EXERCISE PROMPT
Give the passage of the live album review between "Gov’t Mule: Bring" and "albums to date.", inclusive, switching every "Gov’t Mule" to "Government Mule".

TEXT EXCERPT
Gov’t Mule: Bring On The Music – Live at The Capitol Theatre Review

Twenty-five years ago, Warren Haynes, Allen Woody and Matt Abts joined creative forces to fill the space between their duties for The Allman Brothers and affiliated acts. This side project, Gov’t Mule, quickly became their main artistic vehicle. Bring On The Music – Live at The Capitol Theatre commemorates these past two and a half decades with over two and a half hours of live music, carefully compiled from a pair of shows recorded over a pair of nights in Port Chester, New York. Haynes and company rock their way through an impassioned set of Gov’t Mule staples and a few covers, encompassing a variety of moods and styles while delivering one of their strongest live albums to date.

The collection is not a direct, chronological retracing of either of the two nights. It is a musical collage comprised of two to four song chunks, reassembled to deliver listeners a taste of the live, Gov’t Mule experience in an intimate venue. As such, the album feels like a greatest hits-type compilation, coupled with the energy and immediacy of a live performance. There are very few, if any, questionable song choices or weak moments.

SOURCE EXCERPT
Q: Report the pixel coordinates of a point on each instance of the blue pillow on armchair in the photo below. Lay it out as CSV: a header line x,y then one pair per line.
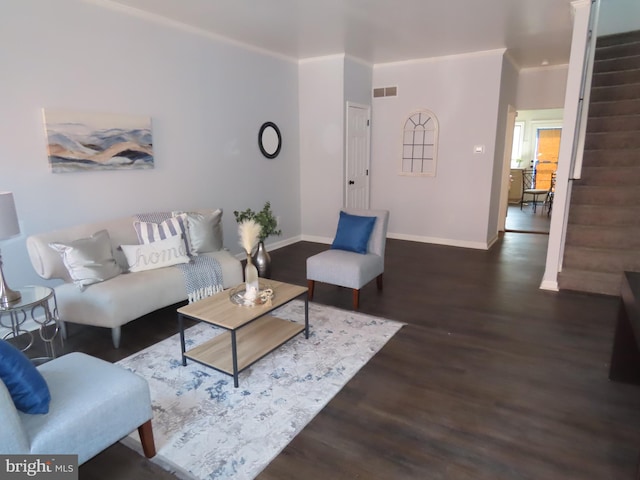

CORRECT RESPONSE
Government Mule: Bring On The Music – Live at The Capitol Theatre Review

Twenty-five years ago, Warren Haynes, Allen Woody and Matt Abts joined creative forces to fill the space between their duties for The Allman Brothers and affiliated acts. This side project, Government Mule, quickly became their main artistic vehicle. Bring On The Music – Live at The Capitol Theatre commemorates these past two and a half decades with over two and a half hours of live music, carefully compiled from a pair of shows recorded over a pair of nights in Port Chester, New York. Haynes and company rock their way through an impassioned set of Government Mule staples and a few covers, encompassing a variety of moods and styles while delivering one of their strongest live albums to date.